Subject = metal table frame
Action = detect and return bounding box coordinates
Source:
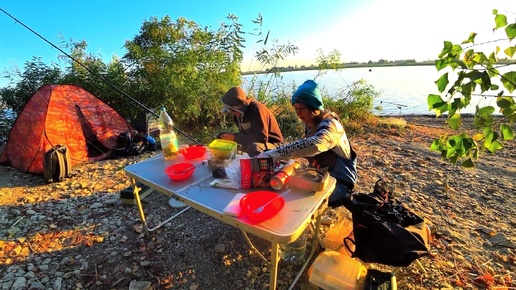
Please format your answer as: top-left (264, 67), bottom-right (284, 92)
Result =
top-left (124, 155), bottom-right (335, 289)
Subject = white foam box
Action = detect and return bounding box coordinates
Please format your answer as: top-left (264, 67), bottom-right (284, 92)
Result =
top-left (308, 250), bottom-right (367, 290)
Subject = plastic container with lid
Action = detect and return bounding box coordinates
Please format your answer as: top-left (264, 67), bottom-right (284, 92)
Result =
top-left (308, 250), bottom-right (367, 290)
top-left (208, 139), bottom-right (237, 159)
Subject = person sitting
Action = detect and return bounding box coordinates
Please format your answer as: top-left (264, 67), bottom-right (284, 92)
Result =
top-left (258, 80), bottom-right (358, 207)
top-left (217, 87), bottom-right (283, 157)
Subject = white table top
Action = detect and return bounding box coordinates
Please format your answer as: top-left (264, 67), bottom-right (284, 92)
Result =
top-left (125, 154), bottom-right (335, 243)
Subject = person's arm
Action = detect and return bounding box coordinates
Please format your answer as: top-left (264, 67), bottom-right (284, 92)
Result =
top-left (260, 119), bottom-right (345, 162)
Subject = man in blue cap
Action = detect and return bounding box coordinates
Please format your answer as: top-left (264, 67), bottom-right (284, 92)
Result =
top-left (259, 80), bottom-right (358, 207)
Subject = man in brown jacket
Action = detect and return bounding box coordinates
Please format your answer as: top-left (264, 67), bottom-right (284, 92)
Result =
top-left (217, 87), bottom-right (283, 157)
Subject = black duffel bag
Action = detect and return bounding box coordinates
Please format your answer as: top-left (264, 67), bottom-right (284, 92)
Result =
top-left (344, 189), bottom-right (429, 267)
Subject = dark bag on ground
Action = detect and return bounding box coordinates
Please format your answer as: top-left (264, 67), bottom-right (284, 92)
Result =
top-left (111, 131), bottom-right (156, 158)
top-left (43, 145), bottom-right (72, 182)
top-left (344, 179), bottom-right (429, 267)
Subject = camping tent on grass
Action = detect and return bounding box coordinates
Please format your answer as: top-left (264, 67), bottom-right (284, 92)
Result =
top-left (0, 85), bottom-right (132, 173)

==

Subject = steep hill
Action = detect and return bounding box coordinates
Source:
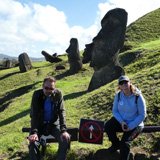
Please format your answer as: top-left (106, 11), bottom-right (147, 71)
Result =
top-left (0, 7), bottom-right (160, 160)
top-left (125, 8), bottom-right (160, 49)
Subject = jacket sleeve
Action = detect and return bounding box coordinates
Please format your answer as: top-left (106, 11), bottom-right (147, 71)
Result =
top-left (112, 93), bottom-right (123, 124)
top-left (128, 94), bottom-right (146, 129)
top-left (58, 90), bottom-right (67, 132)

==

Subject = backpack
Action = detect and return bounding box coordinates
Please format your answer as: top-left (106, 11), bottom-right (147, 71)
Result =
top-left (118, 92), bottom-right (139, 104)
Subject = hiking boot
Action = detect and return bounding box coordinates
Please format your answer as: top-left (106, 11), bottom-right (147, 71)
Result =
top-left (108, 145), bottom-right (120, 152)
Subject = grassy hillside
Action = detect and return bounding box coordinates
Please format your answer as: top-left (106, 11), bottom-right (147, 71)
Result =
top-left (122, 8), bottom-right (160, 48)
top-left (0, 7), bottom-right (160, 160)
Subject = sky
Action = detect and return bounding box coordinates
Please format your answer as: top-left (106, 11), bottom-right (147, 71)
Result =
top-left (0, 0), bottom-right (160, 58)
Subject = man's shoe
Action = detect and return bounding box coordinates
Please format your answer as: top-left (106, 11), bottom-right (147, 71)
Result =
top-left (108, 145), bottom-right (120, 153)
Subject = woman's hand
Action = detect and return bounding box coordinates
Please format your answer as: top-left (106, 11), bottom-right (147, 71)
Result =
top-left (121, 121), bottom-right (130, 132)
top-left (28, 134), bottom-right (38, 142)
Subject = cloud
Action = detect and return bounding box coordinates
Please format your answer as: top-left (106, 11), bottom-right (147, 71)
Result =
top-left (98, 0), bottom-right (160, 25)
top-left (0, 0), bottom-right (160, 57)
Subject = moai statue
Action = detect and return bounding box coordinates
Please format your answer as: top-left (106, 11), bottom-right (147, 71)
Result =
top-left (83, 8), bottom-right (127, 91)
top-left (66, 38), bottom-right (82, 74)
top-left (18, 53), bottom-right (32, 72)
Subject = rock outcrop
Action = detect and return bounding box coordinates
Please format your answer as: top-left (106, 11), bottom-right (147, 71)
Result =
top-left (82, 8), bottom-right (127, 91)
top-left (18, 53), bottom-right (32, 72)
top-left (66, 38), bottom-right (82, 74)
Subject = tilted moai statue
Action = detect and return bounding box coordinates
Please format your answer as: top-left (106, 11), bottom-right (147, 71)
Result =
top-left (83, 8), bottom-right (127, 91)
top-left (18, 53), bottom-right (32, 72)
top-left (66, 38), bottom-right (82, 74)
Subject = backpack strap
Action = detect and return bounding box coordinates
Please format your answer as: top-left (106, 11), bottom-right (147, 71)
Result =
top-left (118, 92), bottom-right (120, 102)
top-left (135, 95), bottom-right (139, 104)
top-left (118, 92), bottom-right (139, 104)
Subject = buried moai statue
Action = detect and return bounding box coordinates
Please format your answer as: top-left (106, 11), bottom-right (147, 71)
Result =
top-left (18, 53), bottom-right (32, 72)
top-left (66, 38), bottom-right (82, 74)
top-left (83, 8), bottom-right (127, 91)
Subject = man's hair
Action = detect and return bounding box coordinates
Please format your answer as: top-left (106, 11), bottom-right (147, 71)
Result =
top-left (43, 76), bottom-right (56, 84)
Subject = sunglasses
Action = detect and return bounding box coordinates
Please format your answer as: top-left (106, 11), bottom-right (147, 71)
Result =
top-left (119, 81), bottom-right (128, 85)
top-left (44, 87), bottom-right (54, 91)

## Task to carry out
Reproduce without any change the part of the material that opens with the line containing "Subject = tilted moai statue" and closes with the line containing "top-left (44, 87), bottom-right (54, 91)", including both of those lines.

## Reply
Subject = tilted moai statue
Action = detect and return bounding box coordinates
Please format your answer as: top-left (106, 11), bottom-right (147, 71)
Result =
top-left (83, 8), bottom-right (127, 91)
top-left (18, 53), bottom-right (32, 72)
top-left (66, 38), bottom-right (82, 74)
Subject = backpack strap
Action = detect and return bounding box coordinates
Please format your answer as: top-left (106, 11), bottom-right (147, 71)
Result =
top-left (118, 92), bottom-right (120, 102)
top-left (135, 95), bottom-right (139, 104)
top-left (118, 92), bottom-right (139, 104)
Subject = buried moai statue
Action = detect and return bounding box coordinates
Please format your answer as: top-left (106, 11), bottom-right (147, 71)
Result =
top-left (18, 53), bottom-right (32, 72)
top-left (66, 38), bottom-right (82, 74)
top-left (83, 8), bottom-right (127, 91)
Subject = man's hair
Action = detect and return bounding box coordinates
Please format your answer as: top-left (106, 11), bottom-right (147, 71)
Result =
top-left (43, 76), bottom-right (56, 84)
Subject = sunglasses
Action = detect and return bounding box coordinates
Please format your answer as: top-left (106, 11), bottom-right (147, 71)
Result =
top-left (119, 81), bottom-right (128, 85)
top-left (44, 87), bottom-right (54, 91)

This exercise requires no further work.